• _EXERCISE REQUIREMENTS_
Render the material below as a Markdown table with the columns Row and Line, giving each nonblank line its own numbered row. Leave the pictures out.

• _TASK DATA_
━━━

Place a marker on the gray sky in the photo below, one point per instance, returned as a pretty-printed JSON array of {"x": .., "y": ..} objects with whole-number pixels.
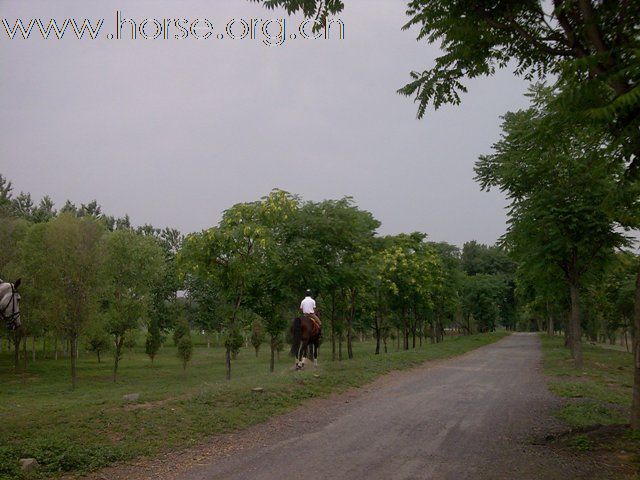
[{"x": 172, "y": 132}]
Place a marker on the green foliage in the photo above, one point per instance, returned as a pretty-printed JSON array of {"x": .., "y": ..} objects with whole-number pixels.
[
  {"x": 75, "y": 434},
  {"x": 185, "y": 350},
  {"x": 600, "y": 390},
  {"x": 153, "y": 341},
  {"x": 233, "y": 340},
  {"x": 132, "y": 265},
  {"x": 180, "y": 330},
  {"x": 98, "y": 341},
  {"x": 257, "y": 334}
]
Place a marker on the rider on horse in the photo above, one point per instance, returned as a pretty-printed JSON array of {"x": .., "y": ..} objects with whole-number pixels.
[{"x": 308, "y": 307}]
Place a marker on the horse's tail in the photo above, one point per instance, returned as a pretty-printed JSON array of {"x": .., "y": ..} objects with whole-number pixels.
[{"x": 296, "y": 333}]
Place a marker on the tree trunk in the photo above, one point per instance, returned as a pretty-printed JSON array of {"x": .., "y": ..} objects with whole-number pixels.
[
  {"x": 635, "y": 405},
  {"x": 333, "y": 328},
  {"x": 272, "y": 362},
  {"x": 17, "y": 336},
  {"x": 118, "y": 353},
  {"x": 376, "y": 326},
  {"x": 74, "y": 359},
  {"x": 575, "y": 338},
  {"x": 352, "y": 313},
  {"x": 24, "y": 354}
]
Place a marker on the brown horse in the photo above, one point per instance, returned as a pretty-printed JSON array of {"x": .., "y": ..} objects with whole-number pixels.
[{"x": 306, "y": 340}]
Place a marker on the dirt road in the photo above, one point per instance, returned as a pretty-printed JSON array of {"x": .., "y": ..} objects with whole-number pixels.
[
  {"x": 474, "y": 417},
  {"x": 478, "y": 416}
]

━━━

• _TASK OUTPUT_
| Row | Line |
|---|---|
| 1 | Place a marker on the gray sky in the photo below, one point per instance, returned as a pretty-printed JSON array of {"x": .., "y": ..} objects with whole-number pixels. |
| 2 | [{"x": 172, "y": 132}] |
| 3 | Place a marker on the green foliage in the photo above, one point per instance, returned as a pretty-printed JSON array of {"x": .., "y": ..} objects with whole-number pixels. |
| 4 | [ |
| 5 |   {"x": 75, "y": 434}, |
| 6 |   {"x": 185, "y": 350}, |
| 7 |   {"x": 600, "y": 390}, |
| 8 |   {"x": 153, "y": 341}, |
| 9 |   {"x": 233, "y": 340}, |
| 10 |   {"x": 132, "y": 265}, |
| 11 |   {"x": 180, "y": 330}, |
| 12 |   {"x": 98, "y": 341}, |
| 13 |   {"x": 257, "y": 334} |
| 14 | ] |
| 15 | Place a marker on the rider on horse in the photo above, one point per instance, returned as a pretty-printed JSON array of {"x": .., "y": ..} objects with whole-number pixels. |
| 16 | [{"x": 308, "y": 307}] |
| 17 | Place a marker on the horse's tail in the photo above, one point per instance, returned as a pretty-printed JSON array of {"x": .., "y": ..} objects with whole-number pixels. |
| 18 | [{"x": 296, "y": 333}] |
| 19 | Place a marker on the tree trunk in the photo above, one point per instance, returned as a pretty-printed JSON array of {"x": .., "y": ..} objects with whole-number pixels. |
| 20 | [ |
| 21 |   {"x": 635, "y": 405}, |
| 22 |   {"x": 333, "y": 328}, |
| 23 |   {"x": 272, "y": 362}, |
| 24 |   {"x": 17, "y": 336}, |
| 25 |   {"x": 118, "y": 353}, |
| 26 |   {"x": 376, "y": 326}, |
| 27 |   {"x": 74, "y": 359}, |
| 28 |   {"x": 575, "y": 338}, |
| 29 |   {"x": 352, "y": 313}, |
| 30 |   {"x": 24, "y": 354} |
| 31 | ] |
| 32 | Place a marker on the brown horse in the photo above, one point per instance, returned as a pretty-printed JSON array of {"x": .., "y": ..} objects with whole-number pixels. |
| 33 | [{"x": 306, "y": 340}] |
| 34 | Place a marker on the dirt road in the photo above, one point per instance, returned as a pretty-printed JSON array of {"x": .., "y": ..} objects with whole-number pixels. |
| 35 | [ |
| 36 |   {"x": 474, "y": 417}, |
| 37 |   {"x": 478, "y": 416} |
| 38 | ] |